SUPPLIED ENTRIES:
----

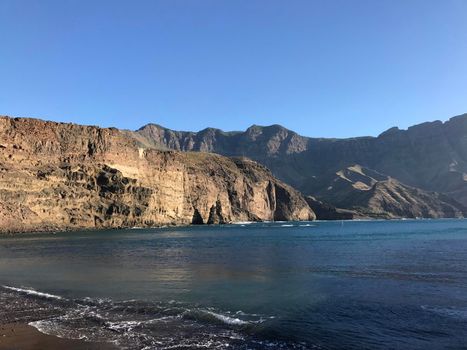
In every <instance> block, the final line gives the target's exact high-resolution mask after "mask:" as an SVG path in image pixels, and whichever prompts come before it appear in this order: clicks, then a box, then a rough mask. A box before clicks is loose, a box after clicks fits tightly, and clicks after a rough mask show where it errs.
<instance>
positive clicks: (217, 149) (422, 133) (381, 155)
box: [134, 114, 467, 216]
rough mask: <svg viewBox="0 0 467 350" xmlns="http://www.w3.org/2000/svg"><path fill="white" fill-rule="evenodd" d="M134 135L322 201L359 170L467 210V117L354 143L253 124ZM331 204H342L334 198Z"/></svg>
mask: <svg viewBox="0 0 467 350" xmlns="http://www.w3.org/2000/svg"><path fill="white" fill-rule="evenodd" d="M134 135H135V138H137V139H138V142H140V143H141V144H145V145H151V147H156V148H164V149H167V148H169V149H177V150H183V151H209V152H215V153H219V154H224V155H229V156H235V155H243V156H247V157H249V158H251V159H254V160H256V161H258V162H260V163H261V164H263V165H265V166H266V167H268V168H269V169H271V171H272V172H273V174H274V175H275V176H277V177H278V178H279V179H281V180H283V181H285V182H286V183H289V184H291V185H292V186H294V187H295V188H297V189H299V190H300V191H302V193H304V194H306V195H313V196H317V195H318V194H319V193H321V192H322V190H323V184H324V183H328V182H329V181H332V180H333V179H334V177H335V174H336V173H337V172H339V171H341V170H342V169H346V168H348V167H351V166H353V165H355V164H360V165H361V166H362V167H364V168H366V169H373V170H372V171H373V172H376V173H381V174H386V176H390V177H391V178H392V179H395V180H397V181H399V182H400V183H401V184H404V186H409V187H411V188H420V189H421V190H424V191H426V192H438V193H443V194H444V195H446V196H448V197H451V198H453V199H454V200H455V201H457V202H460V203H462V204H463V205H464V206H466V205H467V114H464V115H461V116H457V117H453V118H451V119H450V120H449V121H447V122H445V123H443V122H441V121H435V122H430V123H423V124H419V125H415V126H412V127H410V128H408V129H407V130H400V129H398V128H391V129H389V130H387V131H386V132H383V133H382V134H381V135H379V136H378V137H357V138H349V139H325V138H309V137H303V136H300V135H298V134H297V133H295V132H293V131H290V130H288V129H286V128H284V127H281V126H280V125H272V126H266V127H262V126H257V125H254V126H252V127H250V128H248V129H247V130H246V131H244V132H223V131H221V130H218V129H205V130H202V131H200V132H197V133H194V132H176V131H172V130H169V129H166V128H163V127H161V126H158V125H155V124H149V125H146V126H144V127H143V128H141V129H139V130H138V131H136V132H135V133H134ZM379 186H381V185H379ZM435 196H438V194H436V195H435ZM443 198H445V197H443ZM328 200H329V198H326V201H328ZM329 203H330V204H331V205H335V206H339V203H338V202H333V201H332V200H331V201H330V202H329ZM349 208H350V207H349ZM425 212H426V211H423V210H422V211H421V213H425ZM396 214H397V215H400V212H398V211H397V212H394V215H396ZM412 214H413V213H410V212H407V213H405V214H404V213H403V215H402V216H410V215H412ZM452 214H453V212H450V211H447V212H446V215H452Z"/></svg>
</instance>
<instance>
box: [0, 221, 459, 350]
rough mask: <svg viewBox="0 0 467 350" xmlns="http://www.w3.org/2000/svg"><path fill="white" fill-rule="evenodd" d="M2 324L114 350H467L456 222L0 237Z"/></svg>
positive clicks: (449, 221)
mask: <svg viewBox="0 0 467 350" xmlns="http://www.w3.org/2000/svg"><path fill="white" fill-rule="evenodd" d="M0 320H1V321H2V322H13V321H21V322H27V323H30V324H31V325H33V326H35V327H36V328H38V329H39V330H40V331H42V332H44V333H48V334H52V335H57V336H61V337H67V338H82V339H87V340H95V341H109V342H113V343H114V344H116V345H117V346H118V347H120V348H122V349H199V348H207V349H467V220H406V221H369V222H344V223H342V222H313V223H303V222H294V223H277V222H276V223H257V224H244V225H226V226H212V227H208V226H198V227H187V228H164V229H134V230H114V231H95V232H91V231H87V232H74V233H58V234H39V235H38V234H34V235H32V234H31V235H22V236H13V237H12V236H4V237H1V238H0Z"/></svg>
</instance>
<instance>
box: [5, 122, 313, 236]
mask: <svg viewBox="0 0 467 350" xmlns="http://www.w3.org/2000/svg"><path fill="white" fill-rule="evenodd" d="M314 218H315V215H314V213H313V211H312V210H311V209H310V208H309V206H308V205H307V203H306V201H305V199H304V198H303V197H302V195H301V194H300V193H299V192H297V191H296V190H294V189H293V188H291V187H290V186H288V185H286V184H284V183H283V182H281V181H279V180H277V179H275V178H274V177H273V176H272V174H271V173H270V171H269V170H268V169H266V168H265V167H264V166H262V165H260V164H258V163H255V162H253V161H251V160H248V159H243V158H242V159H240V158H226V157H224V156H221V155H216V154H209V153H195V152H186V153H183V152H176V151H159V150H155V149H145V148H142V147H139V145H138V142H137V141H135V139H134V138H133V137H129V134H128V132H126V131H120V130H118V129H115V128H110V129H104V128H98V127H93V126H81V125H74V124H64V123H54V122H45V121H41V120H37V119H29V118H15V119H12V118H8V117H0V231H34V230H65V229H78V228H100V227H102V228H103V227H109V228H110V227H133V226H155V225H179V224H183V225H184V224H191V223H195V224H199V223H228V222H232V221H256V220H310V219H314Z"/></svg>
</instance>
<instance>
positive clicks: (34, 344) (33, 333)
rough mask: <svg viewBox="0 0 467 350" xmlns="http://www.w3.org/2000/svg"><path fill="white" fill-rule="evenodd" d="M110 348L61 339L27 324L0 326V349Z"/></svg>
mask: <svg viewBox="0 0 467 350" xmlns="http://www.w3.org/2000/svg"><path fill="white" fill-rule="evenodd" d="M59 349H60V350H61V349H67V350H111V349H117V348H116V347H114V346H112V345H111V344H106V343H91V342H86V341H83V340H72V339H62V338H58V337H54V336H50V335H46V334H43V333H41V332H39V331H38V330H37V329H35V328H34V327H32V326H29V325H27V324H20V323H18V324H16V323H10V324H4V325H1V326H0V350H59Z"/></svg>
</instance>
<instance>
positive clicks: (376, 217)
mask: <svg viewBox="0 0 467 350" xmlns="http://www.w3.org/2000/svg"><path fill="white" fill-rule="evenodd" d="M465 219H467V218H466V217H441V218H405V217H400V218H378V217H367V218H357V219H332V220H328V219H315V220H299V221H297V220H288V221H275V222H277V223H279V222H282V223H287V222H317V223H319V222H341V221H344V222H368V221H370V222H371V221H421V220H465ZM262 222H265V223H274V221H249V223H262ZM242 223H243V222H236V221H233V222H229V223H225V224H200V225H198V224H161V225H157V226H138V227H133V226H128V227H121V226H120V227H63V228H48V227H45V228H42V229H36V228H32V229H18V230H16V229H7V230H2V229H0V237H2V236H16V235H22V234H57V233H67V232H79V231H106V230H113V231H116V230H140V229H163V228H177V227H179V228H186V227H201V226H205V227H215V226H225V225H240V224H242Z"/></svg>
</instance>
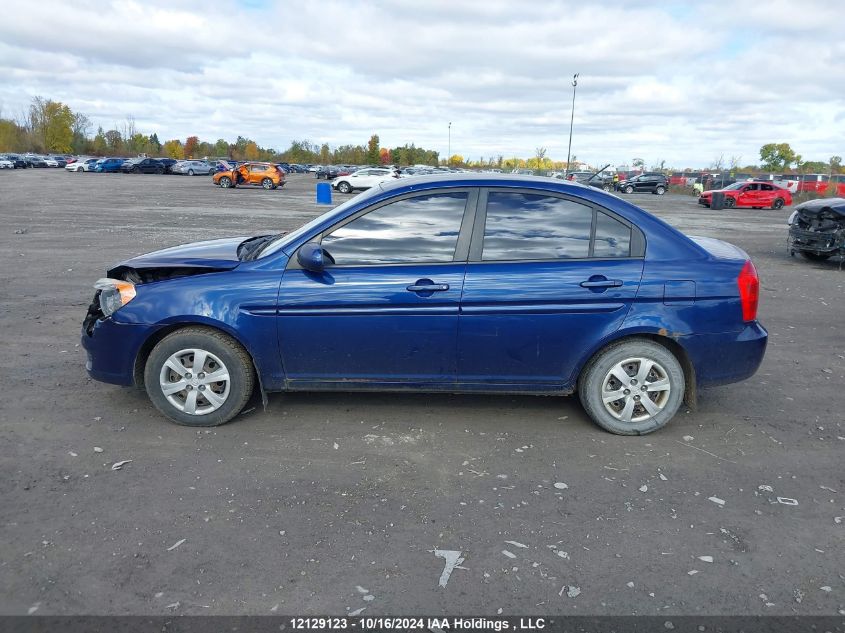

----

REQUIRED ACTION: Without the pictures, write out the whole listing exactly as it appears.

EXERCISE ANSWER:
In every <instance> block, the final line gives the target's exact high-resolution mask after "mask:" as an SVG path in image pixels, and whichever prompts come before it appear in this order: clicks, then a box, then a rough mask. A box before clicks is loose, a box after clicks fits tightly, and clicks after a rough mask show where it errs.
<instance>
positive clicks: (217, 149) (422, 133) (381, 155)
box: [134, 114, 467, 216]
rough mask: <svg viewBox="0 0 467 350" xmlns="http://www.w3.org/2000/svg"><path fill="white" fill-rule="evenodd" d="M134 135L322 201L359 170L467 210V117L354 143L253 124ZM331 204H342L334 198Z"/></svg>
mask: <svg viewBox="0 0 467 350" xmlns="http://www.w3.org/2000/svg"><path fill="white" fill-rule="evenodd" d="M134 135H135V138H137V139H138V142H140V143H141V144H145V145H151V147H156V148H164V149H167V148H169V149H177V150H183V151H209V152H215V153H219V154H224V155H229V156H235V155H243V156H247V157H249V158H251V159H254V160H256V161H258V162H260V163H261V164H263V165H265V166H266V167H268V168H269V169H271V171H272V172H273V174H274V175H275V176H277V177H278V178H279V179H281V180H283V181H285V182H286V183H289V184H291V185H292V186H294V187H295V188H297V189H299V190H300V191H302V193H304V194H306V195H313V196H317V195H318V194H319V193H321V192H322V190H323V184H324V183H328V182H329V181H332V180H333V179H334V177H335V174H336V173H337V172H339V171H341V170H342V169H346V168H348V167H351V166H353V165H355V164H360V165H361V166H362V167H364V168H366V169H373V170H372V171H373V172H376V173H381V174H386V176H390V177H391V178H392V179H395V180H397V181H399V182H400V183H401V184H404V186H409V187H411V188H420V189H421V190H424V191H426V192H438V193H443V194H444V195H446V196H448V197H451V198H453V199H454V200H455V201H457V202H460V203H462V204H463V205H464V206H466V205H467V114H464V115H461V116H457V117H453V118H451V119H450V120H449V121H447V122H445V123H443V122H441V121H435V122H430V123H423V124H419V125H415V126H412V127H410V128H408V129H407V130H400V129H398V128H391V129H389V130H387V131H386V132H383V133H382V134H381V135H379V136H378V137H357V138H349V139H325V138H309V137H303V136H300V135H298V134H297V133H295V132H293V131H290V130H288V129H286V128H284V127H281V126H280V125H272V126H266V127H262V126H257V125H254V126H252V127H250V128H248V129H247V130H246V131H244V132H223V131H221V130H218V129H205V130H202V131H200V132H197V133H194V132H176V131H172V130H169V129H166V128H163V127H161V126H158V125H155V124H149V125H146V126H144V127H143V128H141V129H139V130H138V131H136V132H135V133H134ZM379 186H381V185H379ZM435 196H438V194H436V195H435ZM443 198H445V197H443ZM328 200H329V198H326V201H328ZM329 203H330V204H331V205H335V206H339V203H338V202H333V201H332V200H331V201H330V202H329ZM349 208H350V207H349ZM425 212H426V211H423V210H422V211H421V213H425ZM396 214H397V215H400V212H398V211H397V212H394V215H396ZM412 214H413V213H410V212H407V213H405V214H404V213H403V215H402V216H410V215H412ZM452 214H453V212H450V211H447V212H446V215H452Z"/></svg>
</instance>
<instance>
box: [0, 221, 459, 350]
rough mask: <svg viewBox="0 0 467 350" xmlns="http://www.w3.org/2000/svg"><path fill="white" fill-rule="evenodd" d="M2 324L114 350H467L456 222L0 237Z"/></svg>
positive clicks: (449, 221)
mask: <svg viewBox="0 0 467 350" xmlns="http://www.w3.org/2000/svg"><path fill="white" fill-rule="evenodd" d="M0 320H1V321H2V322H13V321H21V322H27V323H30V324H31V325H33V326H35V327H36V328H38V329H39V330H40V331H42V332H44V333H48V334H52V335H57V336H61V337H67V338H82V339H87V340H95V341H109V342H113V343H114V344H116V345H117V346H118V347H120V348H122V349H199V348H207V349H467V220H406V221H369V222H344V223H342V222H313V223H303V222H294V223H277V222H276V223H257V224H244V225H226V226H212V227H208V226H198V227H187V228H164V229H134V230H114V231H95V232H91V231H87V232H74V233H58V234H39V235H38V234H34V235H32V234H31V235H22V236H13V237H12V236H4V237H1V238H0Z"/></svg>
</instance>
<instance>
box: [5, 122, 313, 236]
mask: <svg viewBox="0 0 467 350" xmlns="http://www.w3.org/2000/svg"><path fill="white" fill-rule="evenodd" d="M314 218H315V215H314V213H313V211H312V210H311V209H310V208H309V206H308V205H307V203H306V201H305V199H304V198H303V197H302V195H301V194H300V193H299V192H297V191H296V190H294V189H293V188H291V187H290V186H288V185H286V184H284V183H283V182H281V181H279V180H277V179H275V178H274V177H273V176H272V174H271V173H270V171H269V170H268V169H266V168H265V167H264V166H262V165H260V164H258V163H255V162H253V161H251V160H248V159H243V158H242V159H240V158H226V157H224V156H221V155H216V154H209V153H195V152H186V153H183V152H176V151H159V150H155V149H145V148H142V147H139V145H138V142H137V141H135V139H134V138H133V137H129V134H128V132H126V131H120V130H118V129H115V128H110V129H104V128H98V127H93V126H81V125H74V124H64V123H54V122H45V121H41V120H37V119H29V118H15V119H12V118H8V117H0V231H34V230H65V229H78V228H100V227H102V228H103V227H109V228H110V227H133V226H155V225H179V224H183V225H184V224H191V223H195V224H199V223H228V222H232V221H256V220H310V219H314Z"/></svg>
</instance>
<instance>
positive clicks: (34, 344) (33, 333)
rough mask: <svg viewBox="0 0 467 350" xmlns="http://www.w3.org/2000/svg"><path fill="white" fill-rule="evenodd" d="M110 348L61 339L27 324L0 326V349Z"/></svg>
mask: <svg viewBox="0 0 467 350" xmlns="http://www.w3.org/2000/svg"><path fill="white" fill-rule="evenodd" d="M59 349H60V350H61V349H67V350H111V349H117V348H116V347H114V346H112V345H111V344H106V343H91V342H86V341H83V340H72V339H62V338H58V337H54V336H50V335H46V334H43V333H41V332H39V331H38V330H37V329H35V328H34V327H32V326H29V325H27V324H20V323H18V324H16V323H10V324H4V325H1V326H0V350H59Z"/></svg>
</instance>
<instance>
positive clicks: (376, 217)
mask: <svg viewBox="0 0 467 350" xmlns="http://www.w3.org/2000/svg"><path fill="white" fill-rule="evenodd" d="M465 219H467V218H466V217H441V218H405V217H400V218H378V217H367V218H357V219H332V220H328V219H315V220H299V221H297V220H288V221H275V222H277V223H279V222H282V223H287V222H317V223H319V222H341V221H344V222H368V221H370V222H371V221H421V220H465ZM262 222H265V223H274V221H249V223H262ZM242 223H243V222H236V221H233V222H229V223H225V224H200V225H198V224H161V225H157V226H138V227H133V226H128V227H121V226H120V227H63V228H48V227H45V228H42V229H36V228H32V229H18V230H16V229H7V230H2V229H0V237H2V236H16V235H22V234H57V233H67V232H79V231H106V230H113V231H116V230H140V229H163V228H177V227H179V228H186V227H201V226H205V227H215V226H225V225H240V224H242Z"/></svg>
</instance>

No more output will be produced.